── Given information ──

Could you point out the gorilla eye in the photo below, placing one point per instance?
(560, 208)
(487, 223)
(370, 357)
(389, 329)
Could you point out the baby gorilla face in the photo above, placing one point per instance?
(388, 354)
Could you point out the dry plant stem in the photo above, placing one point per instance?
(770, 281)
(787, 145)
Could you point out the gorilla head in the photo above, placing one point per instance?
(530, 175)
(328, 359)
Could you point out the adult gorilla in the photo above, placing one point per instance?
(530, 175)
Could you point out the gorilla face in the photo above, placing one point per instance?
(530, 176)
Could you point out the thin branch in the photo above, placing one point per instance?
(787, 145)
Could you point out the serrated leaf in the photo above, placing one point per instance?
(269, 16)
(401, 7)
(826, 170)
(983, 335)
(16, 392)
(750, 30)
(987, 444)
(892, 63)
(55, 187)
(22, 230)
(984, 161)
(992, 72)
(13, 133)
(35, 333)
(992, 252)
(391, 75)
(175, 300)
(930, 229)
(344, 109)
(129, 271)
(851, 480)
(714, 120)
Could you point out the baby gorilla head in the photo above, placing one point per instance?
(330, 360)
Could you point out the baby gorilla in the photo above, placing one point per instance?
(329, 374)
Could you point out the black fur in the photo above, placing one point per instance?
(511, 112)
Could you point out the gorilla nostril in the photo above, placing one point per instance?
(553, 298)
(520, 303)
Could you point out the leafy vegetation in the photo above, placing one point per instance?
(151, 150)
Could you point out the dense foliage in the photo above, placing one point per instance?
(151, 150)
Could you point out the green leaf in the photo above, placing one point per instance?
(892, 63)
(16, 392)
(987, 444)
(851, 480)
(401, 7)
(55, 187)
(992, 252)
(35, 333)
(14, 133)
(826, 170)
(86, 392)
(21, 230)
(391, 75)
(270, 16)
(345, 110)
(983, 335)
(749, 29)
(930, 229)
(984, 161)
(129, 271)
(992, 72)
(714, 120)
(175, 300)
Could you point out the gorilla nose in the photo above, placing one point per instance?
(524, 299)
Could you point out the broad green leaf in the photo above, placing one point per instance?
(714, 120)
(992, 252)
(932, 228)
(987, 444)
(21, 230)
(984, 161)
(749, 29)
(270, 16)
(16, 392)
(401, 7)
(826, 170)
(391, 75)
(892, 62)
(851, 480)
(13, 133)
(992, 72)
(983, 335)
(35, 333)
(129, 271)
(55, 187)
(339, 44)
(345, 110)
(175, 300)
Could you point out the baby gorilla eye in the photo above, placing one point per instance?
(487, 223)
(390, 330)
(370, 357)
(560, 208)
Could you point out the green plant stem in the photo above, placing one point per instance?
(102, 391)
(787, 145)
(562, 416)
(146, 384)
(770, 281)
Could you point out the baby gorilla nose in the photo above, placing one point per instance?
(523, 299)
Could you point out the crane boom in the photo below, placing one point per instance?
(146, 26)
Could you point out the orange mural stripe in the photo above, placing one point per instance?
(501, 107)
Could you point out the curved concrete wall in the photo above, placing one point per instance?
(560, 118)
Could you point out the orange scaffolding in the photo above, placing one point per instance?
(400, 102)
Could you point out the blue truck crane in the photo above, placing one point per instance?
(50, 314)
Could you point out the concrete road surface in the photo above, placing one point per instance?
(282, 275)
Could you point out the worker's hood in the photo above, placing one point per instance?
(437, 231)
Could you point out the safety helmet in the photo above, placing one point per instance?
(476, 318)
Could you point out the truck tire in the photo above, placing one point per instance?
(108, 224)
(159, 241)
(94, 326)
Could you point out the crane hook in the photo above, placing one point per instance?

───

## Problem requirements
Copy out all of the items above, substituting "locate" for "point out" wherever it occurs and keeping everything else unchanged.

## Output
Could you locate the gorilla eye in the photo below, placing one point per instance?
(560, 208)
(487, 223)
(370, 357)
(389, 329)
Could you locate the baby gorilla face in the photo above, placing one point per instance?
(388, 354)
Could you locate the dry plant stem in the photo above, placing one point per instance?
(770, 281)
(787, 145)
Could you locate the gorilla head in the photo above, placing one point per instance?
(530, 175)
(328, 359)
Could you locate the adult gorilla in the photo above, placing one point per instance?
(530, 175)
Could you locate the gorilla face in the photo above, placing one point per instance?
(530, 176)
Could you locate the thin branch in the photo above, placing one point per instance?
(787, 145)
Could you locate the serrated leaf in the photo above, placing one point per instance?
(269, 16)
(401, 7)
(826, 170)
(983, 335)
(16, 392)
(750, 30)
(987, 444)
(892, 63)
(55, 187)
(22, 230)
(984, 161)
(992, 72)
(13, 133)
(35, 333)
(992, 252)
(391, 75)
(175, 300)
(930, 229)
(344, 109)
(129, 271)
(851, 480)
(714, 120)
Could you locate the baby gorilla head in the photo above, placing one point per instance?
(330, 360)
Could you locate the baby gorilla in the photo above, placing one point per instance?
(329, 374)
Could you locate the black fur in the photo above, placing one point per instance?
(511, 112)
Could you locate the gorilla nostril in the photo above, placing one point per instance?
(553, 298)
(520, 303)
Could you locate the leafy vegetation in the photo above, placing one point per instance?
(151, 150)
Could you locate the dense foliage in the photo above, placing one point per instance?
(151, 150)
Could you locate the green leaf in the photo above, placing one point per instance?
(892, 63)
(16, 392)
(987, 444)
(851, 480)
(401, 7)
(55, 187)
(992, 252)
(35, 333)
(14, 133)
(826, 170)
(86, 392)
(21, 230)
(391, 75)
(270, 16)
(345, 110)
(983, 335)
(749, 29)
(930, 229)
(984, 161)
(129, 271)
(992, 72)
(714, 120)
(175, 300)
Could you locate the gorilla nose in the photo above, placing one point per instance?
(524, 299)
Could you locate the broad green leaf in the photo above, placing one point per instance?
(714, 120)
(992, 252)
(932, 228)
(987, 444)
(21, 230)
(984, 161)
(749, 29)
(270, 16)
(16, 392)
(401, 7)
(826, 170)
(391, 75)
(892, 62)
(851, 480)
(13, 133)
(992, 72)
(983, 335)
(35, 333)
(129, 271)
(55, 187)
(339, 44)
(345, 110)
(175, 300)
Could you locate the baby gorilla eye in the photo above, placing one point per instance?
(487, 223)
(390, 330)
(370, 357)
(560, 208)
Could you locate the green plant stem in the photo above, placing one point per instance?
(102, 391)
(787, 145)
(562, 416)
(146, 384)
(770, 281)
Could you locate the baby gorilla nose in the photo above, placing one point per instance?
(523, 299)
Could you locate the crane boom in the photo below, placing one point per instance?
(146, 26)
Could you locate the orange mural stripe in the photo above, placing one point per instance?
(501, 107)
Could you locate the curved concrete wall in the photo above, placing one point per instance?
(560, 118)
Could you locate the orange scaffolding in the photo above, placing one point per instance?
(400, 102)
Could you locate the blue truck crane in the photo above, placing one point per instance?
(50, 314)
Could you locate the concrete road surface in the photo above, placing one point per instance?
(282, 275)
Could you locate the worker's hood in the photo above, placing one point per instance?
(437, 231)
Could you locate the safety helmet in the photo above, placing one point per instance?
(476, 318)
Could you locate the truck tire in the photo above, placing one point per instance?
(108, 224)
(159, 241)
(94, 326)
Could you locate the crane hook in the photo above, placing one point per instance?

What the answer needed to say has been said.